*** SOURCE DATA ***

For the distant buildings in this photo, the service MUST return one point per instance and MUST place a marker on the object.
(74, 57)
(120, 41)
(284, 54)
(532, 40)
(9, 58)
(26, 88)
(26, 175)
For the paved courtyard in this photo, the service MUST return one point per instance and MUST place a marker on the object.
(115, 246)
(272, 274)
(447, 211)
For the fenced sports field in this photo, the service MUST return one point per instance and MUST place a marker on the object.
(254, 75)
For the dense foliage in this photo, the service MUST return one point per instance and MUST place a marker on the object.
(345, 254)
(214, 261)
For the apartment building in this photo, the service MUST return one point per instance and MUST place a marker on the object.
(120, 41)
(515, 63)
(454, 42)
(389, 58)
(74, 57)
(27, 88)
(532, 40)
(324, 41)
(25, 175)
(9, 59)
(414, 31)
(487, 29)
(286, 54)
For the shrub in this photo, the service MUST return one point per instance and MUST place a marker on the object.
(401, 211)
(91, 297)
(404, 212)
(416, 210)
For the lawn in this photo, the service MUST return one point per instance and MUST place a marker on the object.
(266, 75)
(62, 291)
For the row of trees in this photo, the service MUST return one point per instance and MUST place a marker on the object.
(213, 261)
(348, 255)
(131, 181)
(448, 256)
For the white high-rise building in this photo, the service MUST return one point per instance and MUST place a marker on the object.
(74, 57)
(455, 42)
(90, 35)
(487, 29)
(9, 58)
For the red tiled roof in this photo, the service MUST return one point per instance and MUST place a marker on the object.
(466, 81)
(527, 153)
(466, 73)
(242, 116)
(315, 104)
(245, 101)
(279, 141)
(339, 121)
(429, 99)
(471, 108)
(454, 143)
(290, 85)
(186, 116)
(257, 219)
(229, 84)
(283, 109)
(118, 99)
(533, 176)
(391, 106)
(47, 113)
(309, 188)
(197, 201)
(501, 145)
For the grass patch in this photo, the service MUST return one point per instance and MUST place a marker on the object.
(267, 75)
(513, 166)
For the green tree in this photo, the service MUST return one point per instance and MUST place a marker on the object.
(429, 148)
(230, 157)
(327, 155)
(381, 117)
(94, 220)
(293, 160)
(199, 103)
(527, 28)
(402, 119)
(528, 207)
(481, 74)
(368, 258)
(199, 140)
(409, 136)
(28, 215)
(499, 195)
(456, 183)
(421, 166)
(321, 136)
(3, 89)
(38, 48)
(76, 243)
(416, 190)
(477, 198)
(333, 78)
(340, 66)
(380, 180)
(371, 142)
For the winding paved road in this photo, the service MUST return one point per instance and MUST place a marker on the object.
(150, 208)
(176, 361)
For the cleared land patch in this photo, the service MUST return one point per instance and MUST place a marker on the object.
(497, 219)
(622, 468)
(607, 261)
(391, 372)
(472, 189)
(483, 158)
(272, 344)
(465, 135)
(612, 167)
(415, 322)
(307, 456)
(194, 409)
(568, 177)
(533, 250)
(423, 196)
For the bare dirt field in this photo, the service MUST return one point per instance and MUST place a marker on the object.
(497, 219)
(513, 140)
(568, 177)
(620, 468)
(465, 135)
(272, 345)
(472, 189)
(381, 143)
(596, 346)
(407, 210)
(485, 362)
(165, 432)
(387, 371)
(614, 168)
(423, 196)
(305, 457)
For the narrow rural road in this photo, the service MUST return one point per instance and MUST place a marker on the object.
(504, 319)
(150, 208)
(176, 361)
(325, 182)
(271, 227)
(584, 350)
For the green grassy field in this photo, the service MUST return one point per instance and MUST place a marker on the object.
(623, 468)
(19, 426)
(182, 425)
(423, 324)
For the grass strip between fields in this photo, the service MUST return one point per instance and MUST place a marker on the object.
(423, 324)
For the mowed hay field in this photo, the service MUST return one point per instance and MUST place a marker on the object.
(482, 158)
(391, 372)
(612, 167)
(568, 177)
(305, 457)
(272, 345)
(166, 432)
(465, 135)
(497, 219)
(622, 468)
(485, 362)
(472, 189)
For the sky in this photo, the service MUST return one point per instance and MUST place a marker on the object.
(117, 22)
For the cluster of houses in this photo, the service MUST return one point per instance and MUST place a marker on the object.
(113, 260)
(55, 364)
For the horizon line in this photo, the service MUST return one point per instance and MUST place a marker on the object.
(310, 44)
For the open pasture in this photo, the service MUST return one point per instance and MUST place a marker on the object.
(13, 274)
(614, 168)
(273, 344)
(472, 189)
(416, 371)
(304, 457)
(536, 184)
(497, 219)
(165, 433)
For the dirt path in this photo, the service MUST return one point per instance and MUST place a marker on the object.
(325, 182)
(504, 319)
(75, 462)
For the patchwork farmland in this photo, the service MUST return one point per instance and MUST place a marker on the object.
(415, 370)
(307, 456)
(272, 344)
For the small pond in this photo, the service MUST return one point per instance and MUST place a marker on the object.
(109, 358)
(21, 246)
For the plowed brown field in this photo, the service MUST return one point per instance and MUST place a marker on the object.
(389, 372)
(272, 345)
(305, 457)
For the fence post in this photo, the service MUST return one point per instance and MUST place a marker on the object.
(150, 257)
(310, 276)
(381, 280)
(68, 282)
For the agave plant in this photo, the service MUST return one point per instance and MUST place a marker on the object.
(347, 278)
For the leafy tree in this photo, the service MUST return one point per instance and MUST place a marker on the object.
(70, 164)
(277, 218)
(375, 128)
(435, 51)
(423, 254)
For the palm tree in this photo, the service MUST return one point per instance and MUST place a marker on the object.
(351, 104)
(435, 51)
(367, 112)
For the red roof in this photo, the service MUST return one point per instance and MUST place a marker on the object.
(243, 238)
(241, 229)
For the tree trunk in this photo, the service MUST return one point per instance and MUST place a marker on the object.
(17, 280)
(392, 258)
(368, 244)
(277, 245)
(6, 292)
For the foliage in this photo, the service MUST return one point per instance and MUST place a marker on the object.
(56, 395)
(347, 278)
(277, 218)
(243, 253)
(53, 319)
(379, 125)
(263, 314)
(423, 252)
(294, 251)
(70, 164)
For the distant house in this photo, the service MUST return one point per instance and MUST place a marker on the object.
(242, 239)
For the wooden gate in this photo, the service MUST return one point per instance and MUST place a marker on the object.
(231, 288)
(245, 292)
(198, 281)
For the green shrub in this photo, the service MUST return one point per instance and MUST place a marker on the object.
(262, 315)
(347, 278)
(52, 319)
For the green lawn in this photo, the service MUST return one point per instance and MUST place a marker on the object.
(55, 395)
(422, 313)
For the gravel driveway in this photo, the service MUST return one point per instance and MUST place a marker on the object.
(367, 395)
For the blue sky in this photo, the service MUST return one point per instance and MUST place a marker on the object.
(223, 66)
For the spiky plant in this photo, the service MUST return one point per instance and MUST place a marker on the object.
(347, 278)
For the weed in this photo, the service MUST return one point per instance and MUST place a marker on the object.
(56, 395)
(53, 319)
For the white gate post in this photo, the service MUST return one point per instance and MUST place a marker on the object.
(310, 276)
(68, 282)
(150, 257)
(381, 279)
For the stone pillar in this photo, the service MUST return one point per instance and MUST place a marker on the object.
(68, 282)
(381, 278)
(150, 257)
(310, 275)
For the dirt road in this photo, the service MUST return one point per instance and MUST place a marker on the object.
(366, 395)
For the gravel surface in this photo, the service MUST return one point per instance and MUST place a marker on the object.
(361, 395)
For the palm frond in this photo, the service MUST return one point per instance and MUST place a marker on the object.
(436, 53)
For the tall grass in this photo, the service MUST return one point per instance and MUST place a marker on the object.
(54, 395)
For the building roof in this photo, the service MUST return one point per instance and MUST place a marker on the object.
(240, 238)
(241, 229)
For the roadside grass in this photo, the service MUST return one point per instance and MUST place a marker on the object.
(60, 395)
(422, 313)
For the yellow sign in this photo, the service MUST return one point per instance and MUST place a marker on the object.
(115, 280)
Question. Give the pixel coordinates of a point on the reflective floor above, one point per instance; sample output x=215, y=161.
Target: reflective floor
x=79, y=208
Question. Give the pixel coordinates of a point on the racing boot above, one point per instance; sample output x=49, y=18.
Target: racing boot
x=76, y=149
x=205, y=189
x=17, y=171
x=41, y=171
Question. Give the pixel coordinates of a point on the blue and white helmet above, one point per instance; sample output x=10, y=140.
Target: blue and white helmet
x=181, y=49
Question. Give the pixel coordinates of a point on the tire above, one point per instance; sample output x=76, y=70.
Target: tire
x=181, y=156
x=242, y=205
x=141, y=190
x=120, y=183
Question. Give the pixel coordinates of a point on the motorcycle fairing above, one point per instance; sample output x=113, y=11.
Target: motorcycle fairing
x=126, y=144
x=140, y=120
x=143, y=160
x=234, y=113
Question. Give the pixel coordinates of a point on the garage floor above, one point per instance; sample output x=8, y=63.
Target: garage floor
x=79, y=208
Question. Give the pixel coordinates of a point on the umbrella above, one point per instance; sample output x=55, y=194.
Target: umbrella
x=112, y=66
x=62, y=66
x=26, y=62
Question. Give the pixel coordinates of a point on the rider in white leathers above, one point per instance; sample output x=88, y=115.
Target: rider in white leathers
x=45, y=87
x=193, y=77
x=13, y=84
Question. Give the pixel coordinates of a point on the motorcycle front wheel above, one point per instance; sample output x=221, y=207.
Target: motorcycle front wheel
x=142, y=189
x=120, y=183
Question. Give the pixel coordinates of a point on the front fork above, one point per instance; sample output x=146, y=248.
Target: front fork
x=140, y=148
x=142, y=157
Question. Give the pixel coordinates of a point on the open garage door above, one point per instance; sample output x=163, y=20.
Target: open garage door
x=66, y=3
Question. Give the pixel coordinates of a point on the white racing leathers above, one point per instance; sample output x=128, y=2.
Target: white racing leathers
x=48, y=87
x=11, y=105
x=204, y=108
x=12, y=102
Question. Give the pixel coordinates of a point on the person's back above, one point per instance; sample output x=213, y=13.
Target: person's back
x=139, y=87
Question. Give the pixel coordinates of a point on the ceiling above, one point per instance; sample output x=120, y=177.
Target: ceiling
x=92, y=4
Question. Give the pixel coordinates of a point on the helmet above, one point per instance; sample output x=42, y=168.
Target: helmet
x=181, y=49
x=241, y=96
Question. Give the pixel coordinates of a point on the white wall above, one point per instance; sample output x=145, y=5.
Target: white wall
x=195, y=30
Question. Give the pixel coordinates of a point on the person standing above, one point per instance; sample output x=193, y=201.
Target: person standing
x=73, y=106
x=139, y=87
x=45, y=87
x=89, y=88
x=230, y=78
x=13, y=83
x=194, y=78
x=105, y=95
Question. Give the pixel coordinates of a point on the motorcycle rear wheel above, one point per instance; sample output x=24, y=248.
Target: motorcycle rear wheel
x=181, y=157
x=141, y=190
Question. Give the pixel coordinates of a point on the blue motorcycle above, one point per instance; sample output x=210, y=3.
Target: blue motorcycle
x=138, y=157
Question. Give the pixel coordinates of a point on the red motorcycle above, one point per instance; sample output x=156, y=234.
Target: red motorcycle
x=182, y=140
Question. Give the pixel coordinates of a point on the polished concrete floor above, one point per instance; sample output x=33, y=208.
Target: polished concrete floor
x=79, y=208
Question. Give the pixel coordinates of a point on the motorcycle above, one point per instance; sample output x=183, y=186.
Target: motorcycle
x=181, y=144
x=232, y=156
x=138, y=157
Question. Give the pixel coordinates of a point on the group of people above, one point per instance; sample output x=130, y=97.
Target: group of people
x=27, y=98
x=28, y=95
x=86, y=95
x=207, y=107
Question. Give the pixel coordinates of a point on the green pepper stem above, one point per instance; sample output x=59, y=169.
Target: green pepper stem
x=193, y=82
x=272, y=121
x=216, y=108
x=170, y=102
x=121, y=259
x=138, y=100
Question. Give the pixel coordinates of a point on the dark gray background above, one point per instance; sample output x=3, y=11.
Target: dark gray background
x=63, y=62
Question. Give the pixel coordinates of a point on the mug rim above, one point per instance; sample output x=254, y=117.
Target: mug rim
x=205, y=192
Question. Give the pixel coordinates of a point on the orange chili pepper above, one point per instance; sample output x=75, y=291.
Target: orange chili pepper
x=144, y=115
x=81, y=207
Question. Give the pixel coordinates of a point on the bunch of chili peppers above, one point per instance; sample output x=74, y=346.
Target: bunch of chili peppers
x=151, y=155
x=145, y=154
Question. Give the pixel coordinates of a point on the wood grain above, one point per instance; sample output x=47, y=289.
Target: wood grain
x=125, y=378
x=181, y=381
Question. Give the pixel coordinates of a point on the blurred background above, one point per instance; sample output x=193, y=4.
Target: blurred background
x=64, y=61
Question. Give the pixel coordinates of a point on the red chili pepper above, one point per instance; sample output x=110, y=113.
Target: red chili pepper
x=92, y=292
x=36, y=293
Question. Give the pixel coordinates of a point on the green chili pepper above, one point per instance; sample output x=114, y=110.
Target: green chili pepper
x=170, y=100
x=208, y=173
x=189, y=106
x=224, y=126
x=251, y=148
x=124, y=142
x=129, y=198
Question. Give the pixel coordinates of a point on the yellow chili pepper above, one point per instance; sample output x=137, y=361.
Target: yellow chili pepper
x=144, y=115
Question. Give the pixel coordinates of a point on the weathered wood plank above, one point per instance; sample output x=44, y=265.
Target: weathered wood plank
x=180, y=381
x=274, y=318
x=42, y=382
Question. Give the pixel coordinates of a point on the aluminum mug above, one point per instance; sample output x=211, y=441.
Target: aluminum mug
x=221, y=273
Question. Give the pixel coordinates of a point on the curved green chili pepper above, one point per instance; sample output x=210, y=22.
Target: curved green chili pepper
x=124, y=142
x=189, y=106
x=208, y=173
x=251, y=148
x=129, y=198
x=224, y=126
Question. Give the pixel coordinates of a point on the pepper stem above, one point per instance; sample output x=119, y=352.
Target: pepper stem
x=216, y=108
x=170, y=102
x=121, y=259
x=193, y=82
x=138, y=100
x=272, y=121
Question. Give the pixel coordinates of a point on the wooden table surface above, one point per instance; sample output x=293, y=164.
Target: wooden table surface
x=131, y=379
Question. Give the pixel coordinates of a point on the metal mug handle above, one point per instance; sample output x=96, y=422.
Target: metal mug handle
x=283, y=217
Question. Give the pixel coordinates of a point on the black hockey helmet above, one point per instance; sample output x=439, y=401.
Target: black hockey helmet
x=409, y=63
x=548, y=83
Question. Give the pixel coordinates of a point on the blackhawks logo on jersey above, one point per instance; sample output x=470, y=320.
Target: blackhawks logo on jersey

*** End of SOURCE DATA ***

REQUIRED WORK – In the data above, how many lines hold the word "logo"? Give only the number.

RESULT BELOW – 2